**DAFTAR TUGAS**
A. Dalam teks tentang pohon bambu dan pohon oak, Soe ingin menjadi pohon apa?
B. Berapa jumlah baris data yang memuat kata "edging"? Huruf besar dan kecil dibedakan, dan jawab hanya dengan angka.

**TEKS YANG DITAMPILKAN**
____
Kalimat
itu adalah, “Saya tak mau jadi pohon
bambu, saya mau jadi pohon oak yang berani menentang angin”. Saya
mengatakan kalimat Soe itu sakti, karena kalimat tersebut mampu menggugah dan
menggerakkan seseorang untuk berbuat.
Di saat
banyak pihak yang menganjurkan agar kita menjadi serumpun pohon bambu agar bisa
bertahan dari terpaan angin kehidupan dan badai persoalan, Soe justru menolak
tunduk, Soe memilih menjadi pokok oak yang kukuh menentang angin, tegar
menantang badai.
Dengan
menjadi bambu, hidup anda akan aman dalam menghadapi terpaan angin dan badai.
Begitu angin kencang berhembus dari timur, maka anda tinggal meliuk ke barat.
Begitu pun sebaliknya, bila badai datang menyerbu dari arah barat, maka
meliuklah ke arah timur.
Bila
anda mempraktikkan gaya bambu ini, maka tentu hidup anda akan selamat sentosa,
seperti rumpun bambu yang tak akan tergeser dari tanah tempatnya berpijak. Hal
ini karena batangnya bisa meliuk seirama arah angin. Demikian bambu
mengajarkan.
Mereka
yang belajar dari gaya bambu, akan menjadi orang-orang yang lihai menyesuaikan
diri sesuai dengan tuntutan lingkungan dan keinginan pihak yang berkuasa atas
dirinya. Dia adalah anak kesayangan, anak penurut, tak banyak protes dan tak
pernah menuntut.
____
**DATA YANG DIBERIKAN**
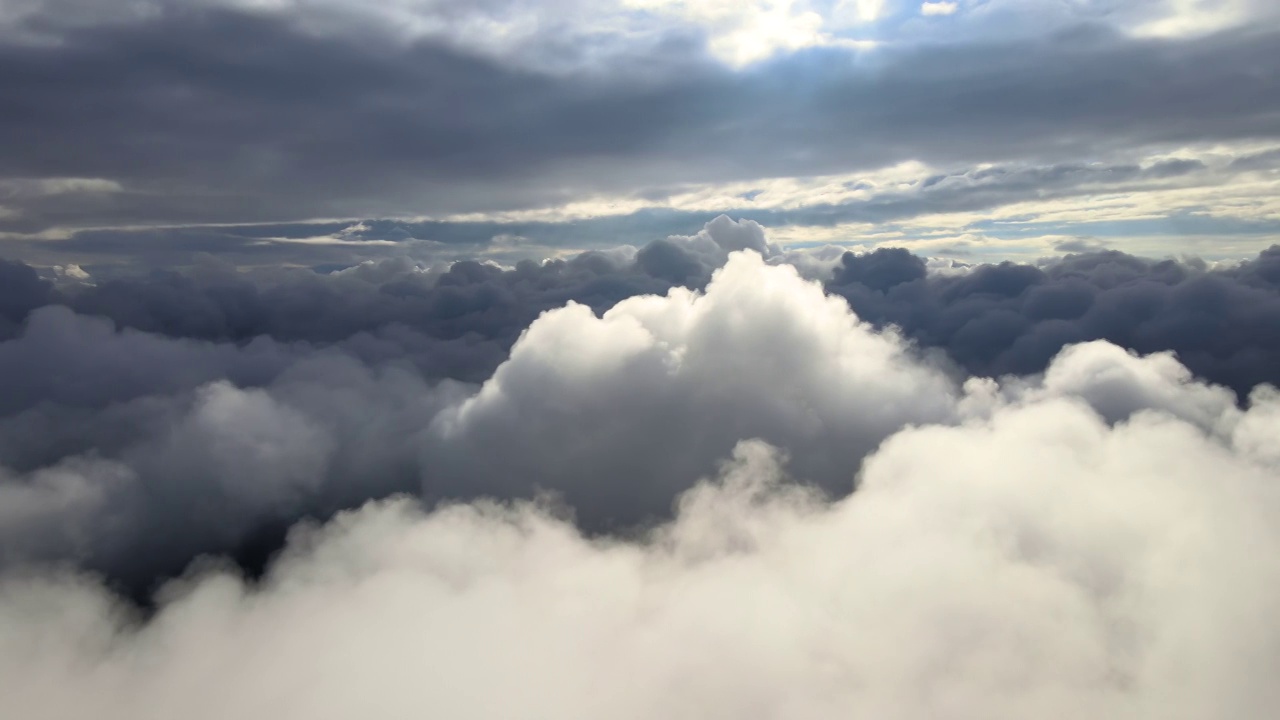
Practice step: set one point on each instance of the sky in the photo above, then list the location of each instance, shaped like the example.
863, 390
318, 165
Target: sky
638, 359
310, 131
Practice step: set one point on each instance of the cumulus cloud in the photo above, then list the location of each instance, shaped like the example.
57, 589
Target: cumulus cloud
1036, 561
131, 452
1011, 319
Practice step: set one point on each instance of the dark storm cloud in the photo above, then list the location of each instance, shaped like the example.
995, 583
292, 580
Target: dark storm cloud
214, 115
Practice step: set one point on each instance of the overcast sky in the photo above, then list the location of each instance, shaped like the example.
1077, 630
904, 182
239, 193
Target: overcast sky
300, 131
639, 359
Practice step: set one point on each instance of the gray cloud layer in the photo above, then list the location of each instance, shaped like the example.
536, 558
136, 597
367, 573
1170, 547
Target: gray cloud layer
218, 115
232, 404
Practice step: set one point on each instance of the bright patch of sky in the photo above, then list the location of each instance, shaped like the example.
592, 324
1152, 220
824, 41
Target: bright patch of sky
736, 32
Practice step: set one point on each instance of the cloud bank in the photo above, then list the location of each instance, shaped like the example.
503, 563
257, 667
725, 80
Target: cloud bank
736, 499
1034, 561
145, 422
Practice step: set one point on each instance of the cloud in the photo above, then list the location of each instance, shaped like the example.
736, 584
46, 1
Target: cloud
132, 452
259, 135
938, 8
1011, 319
1036, 561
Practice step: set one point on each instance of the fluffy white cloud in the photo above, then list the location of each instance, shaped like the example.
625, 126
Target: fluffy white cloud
622, 411
1036, 563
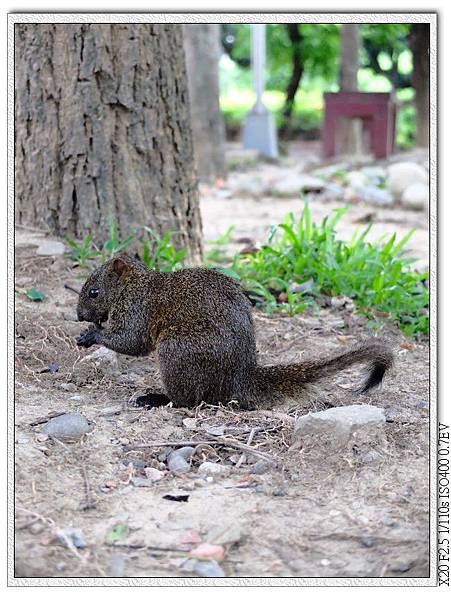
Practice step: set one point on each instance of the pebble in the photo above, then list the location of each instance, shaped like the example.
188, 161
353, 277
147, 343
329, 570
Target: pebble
260, 467
213, 469
71, 426
177, 462
68, 387
116, 565
141, 482
340, 423
416, 196
153, 474
73, 535
403, 174
208, 568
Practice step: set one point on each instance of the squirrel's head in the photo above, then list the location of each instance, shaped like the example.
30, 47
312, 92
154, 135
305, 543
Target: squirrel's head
98, 293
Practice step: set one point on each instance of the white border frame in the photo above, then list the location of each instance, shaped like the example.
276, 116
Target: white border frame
178, 17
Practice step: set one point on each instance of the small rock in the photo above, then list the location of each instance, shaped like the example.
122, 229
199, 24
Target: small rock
70, 535
213, 469
294, 185
68, 387
356, 179
153, 474
260, 467
368, 541
111, 410
51, 248
211, 551
403, 174
224, 534
177, 462
416, 196
217, 430
190, 537
190, 424
116, 565
374, 195
208, 568
68, 427
353, 426
402, 566
141, 482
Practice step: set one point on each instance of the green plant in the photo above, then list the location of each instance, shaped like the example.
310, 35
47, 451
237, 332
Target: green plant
114, 245
217, 251
159, 253
81, 253
377, 276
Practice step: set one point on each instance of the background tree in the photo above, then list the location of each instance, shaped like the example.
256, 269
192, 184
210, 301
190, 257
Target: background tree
202, 48
419, 44
103, 130
349, 133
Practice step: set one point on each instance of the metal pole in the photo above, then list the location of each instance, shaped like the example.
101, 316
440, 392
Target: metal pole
259, 131
258, 64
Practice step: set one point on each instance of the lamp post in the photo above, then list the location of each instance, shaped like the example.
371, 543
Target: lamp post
259, 131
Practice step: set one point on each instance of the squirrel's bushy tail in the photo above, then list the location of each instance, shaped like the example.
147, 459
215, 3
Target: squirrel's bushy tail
290, 379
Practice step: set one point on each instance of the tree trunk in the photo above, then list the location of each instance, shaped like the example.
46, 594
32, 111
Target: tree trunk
202, 50
349, 133
419, 45
103, 131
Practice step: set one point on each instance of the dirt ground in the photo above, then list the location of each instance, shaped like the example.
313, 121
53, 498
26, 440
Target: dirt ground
317, 514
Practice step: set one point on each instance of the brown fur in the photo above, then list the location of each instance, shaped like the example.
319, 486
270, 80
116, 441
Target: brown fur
200, 324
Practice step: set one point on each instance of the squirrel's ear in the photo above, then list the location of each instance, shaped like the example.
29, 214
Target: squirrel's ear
120, 264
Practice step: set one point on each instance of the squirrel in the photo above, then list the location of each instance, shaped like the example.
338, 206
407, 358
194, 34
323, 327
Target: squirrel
199, 322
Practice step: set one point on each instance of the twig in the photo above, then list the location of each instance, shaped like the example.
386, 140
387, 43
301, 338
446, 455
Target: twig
214, 440
248, 443
41, 420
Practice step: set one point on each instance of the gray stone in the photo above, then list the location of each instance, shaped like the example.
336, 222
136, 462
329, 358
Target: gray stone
294, 185
213, 469
117, 564
352, 426
68, 387
69, 535
68, 427
416, 196
51, 248
260, 467
403, 174
228, 533
208, 568
177, 461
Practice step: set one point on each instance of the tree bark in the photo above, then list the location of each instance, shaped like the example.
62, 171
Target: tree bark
419, 45
103, 131
349, 133
202, 51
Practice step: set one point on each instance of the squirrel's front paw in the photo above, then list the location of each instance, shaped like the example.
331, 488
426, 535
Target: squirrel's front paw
88, 338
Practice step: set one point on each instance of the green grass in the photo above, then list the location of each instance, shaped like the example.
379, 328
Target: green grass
377, 276
300, 260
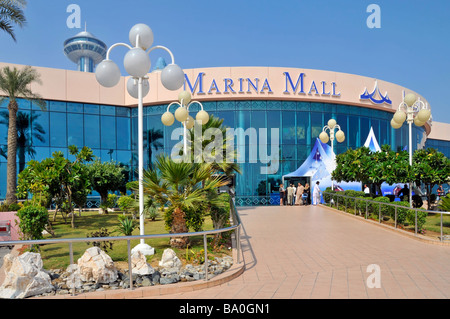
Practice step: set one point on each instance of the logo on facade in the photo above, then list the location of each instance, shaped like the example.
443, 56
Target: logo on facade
376, 96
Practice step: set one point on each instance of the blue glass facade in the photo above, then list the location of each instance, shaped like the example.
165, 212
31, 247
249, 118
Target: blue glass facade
111, 132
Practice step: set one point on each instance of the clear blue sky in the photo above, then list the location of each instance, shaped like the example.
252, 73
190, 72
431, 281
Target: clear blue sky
412, 47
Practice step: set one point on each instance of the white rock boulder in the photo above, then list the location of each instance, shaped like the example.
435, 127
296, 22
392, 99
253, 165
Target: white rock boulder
25, 277
139, 264
169, 259
95, 265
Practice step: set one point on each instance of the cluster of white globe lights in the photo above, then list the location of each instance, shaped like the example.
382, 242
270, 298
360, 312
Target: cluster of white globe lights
137, 64
411, 105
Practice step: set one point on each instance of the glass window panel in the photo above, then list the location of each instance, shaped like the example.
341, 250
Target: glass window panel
40, 128
74, 107
91, 109
316, 125
259, 122
123, 133
288, 128
303, 129
75, 130
57, 106
92, 131
58, 133
227, 116
4, 120
273, 122
123, 111
24, 104
108, 132
108, 110
353, 132
108, 155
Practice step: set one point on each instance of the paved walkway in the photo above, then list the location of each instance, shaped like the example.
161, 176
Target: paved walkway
315, 252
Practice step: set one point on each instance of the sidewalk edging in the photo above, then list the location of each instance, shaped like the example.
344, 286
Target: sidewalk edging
390, 228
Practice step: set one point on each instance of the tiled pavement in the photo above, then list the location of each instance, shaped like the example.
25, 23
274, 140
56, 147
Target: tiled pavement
316, 253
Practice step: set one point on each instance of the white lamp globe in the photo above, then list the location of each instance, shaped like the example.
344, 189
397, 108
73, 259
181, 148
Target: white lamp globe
396, 125
324, 137
410, 99
137, 62
331, 123
340, 136
184, 97
189, 122
424, 115
145, 36
202, 117
107, 73
167, 119
399, 117
418, 122
181, 114
133, 87
172, 77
____
**JAWABAN TUGAS**
A. Pohon oak yang berani menentang angin.

B. 2